TEXT TO READ >>
____________________

Fourth, David Austin described Tranquillity as “almost thornless”. However, you should expect thorns, particularly closer to the base of her shrub. If you want a truly almost thornless variety, please read our review of Tea Clipper.
Fifth, her fragrance is not ‘strong’. It is only ‘light’, which is probably hardly detectable to our nose. To us, this must be her biggest weakness! Having long-staying blooms in the vase like Tranquillity without any significant fragrance is very disappointing. Coupled with her discolored blooms in the rain, it would be better to plant her closer to the back of the border.
Tranquillity rose in different climates
To be updated
Tranquillity rose: The similarities
At the moment (Feb 2020), David Austin is offering 10 different varieties of white and cream roses. Each one has her own strengths and weaknesses. And, as it is usually said, ‘beauty is in the eye of the beholder’. We will quickly summarize the pros and cons of each variety.

____________________

Object point labels:
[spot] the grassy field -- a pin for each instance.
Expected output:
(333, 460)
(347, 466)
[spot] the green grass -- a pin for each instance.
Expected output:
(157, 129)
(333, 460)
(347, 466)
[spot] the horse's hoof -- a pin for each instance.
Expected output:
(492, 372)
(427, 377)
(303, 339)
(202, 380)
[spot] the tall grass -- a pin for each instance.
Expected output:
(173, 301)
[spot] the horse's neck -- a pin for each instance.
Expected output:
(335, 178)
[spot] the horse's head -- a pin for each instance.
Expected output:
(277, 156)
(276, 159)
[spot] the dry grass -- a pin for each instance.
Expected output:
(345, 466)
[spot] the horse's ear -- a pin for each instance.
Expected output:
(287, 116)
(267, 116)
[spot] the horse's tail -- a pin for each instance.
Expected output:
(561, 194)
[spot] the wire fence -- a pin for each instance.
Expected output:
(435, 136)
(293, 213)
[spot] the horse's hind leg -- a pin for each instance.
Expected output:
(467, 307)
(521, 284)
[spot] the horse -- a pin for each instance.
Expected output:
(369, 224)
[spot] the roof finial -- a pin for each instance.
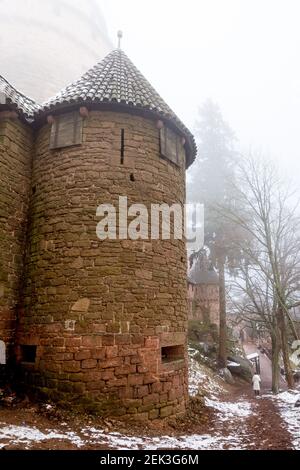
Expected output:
(120, 35)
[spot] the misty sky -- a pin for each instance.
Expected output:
(244, 54)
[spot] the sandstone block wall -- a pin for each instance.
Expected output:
(15, 168)
(105, 316)
(203, 302)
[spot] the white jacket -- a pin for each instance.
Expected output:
(256, 382)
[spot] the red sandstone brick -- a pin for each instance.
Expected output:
(108, 340)
(136, 379)
(125, 369)
(142, 391)
(88, 363)
(111, 351)
(156, 387)
(114, 362)
(98, 353)
(82, 355)
(152, 343)
(123, 339)
(149, 379)
(91, 341)
(116, 382)
(151, 399)
(71, 366)
(166, 411)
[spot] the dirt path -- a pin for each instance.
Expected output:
(263, 428)
(265, 368)
(238, 421)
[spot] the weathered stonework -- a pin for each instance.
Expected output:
(15, 168)
(99, 325)
(99, 312)
(203, 302)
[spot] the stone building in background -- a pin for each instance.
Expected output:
(203, 292)
(95, 324)
(45, 45)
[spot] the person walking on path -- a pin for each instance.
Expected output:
(256, 380)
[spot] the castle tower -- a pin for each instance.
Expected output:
(104, 322)
(44, 45)
(16, 139)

____________________

STATED EXERCISE >> Reproduce the part of the Tranquillity rose text that runs from "Fourth, David Austin" up to and including "of the border.". The listing above is separate material with no connection to the Tranquillity rose text.

RESULT OF THE TASK >>
Fourth, David Austin described Tranquillity as “almost thornless”. However, you should expect thorns, particularly closer to the base of her shrub. If you want a truly almost thornless variety, please read our review of Tea Clipper.
Fifth, her fragrance is not ‘strong’. It is only ‘light’, which is probably hardly detectable to our nose. To us, this must be her biggest weakness! Having long-staying blooms in the vase like Tranquillity without any significant fragrance is very disappointing. Coupled with her discolored blooms in the rain, it would be better to plant her closer to the back of the border.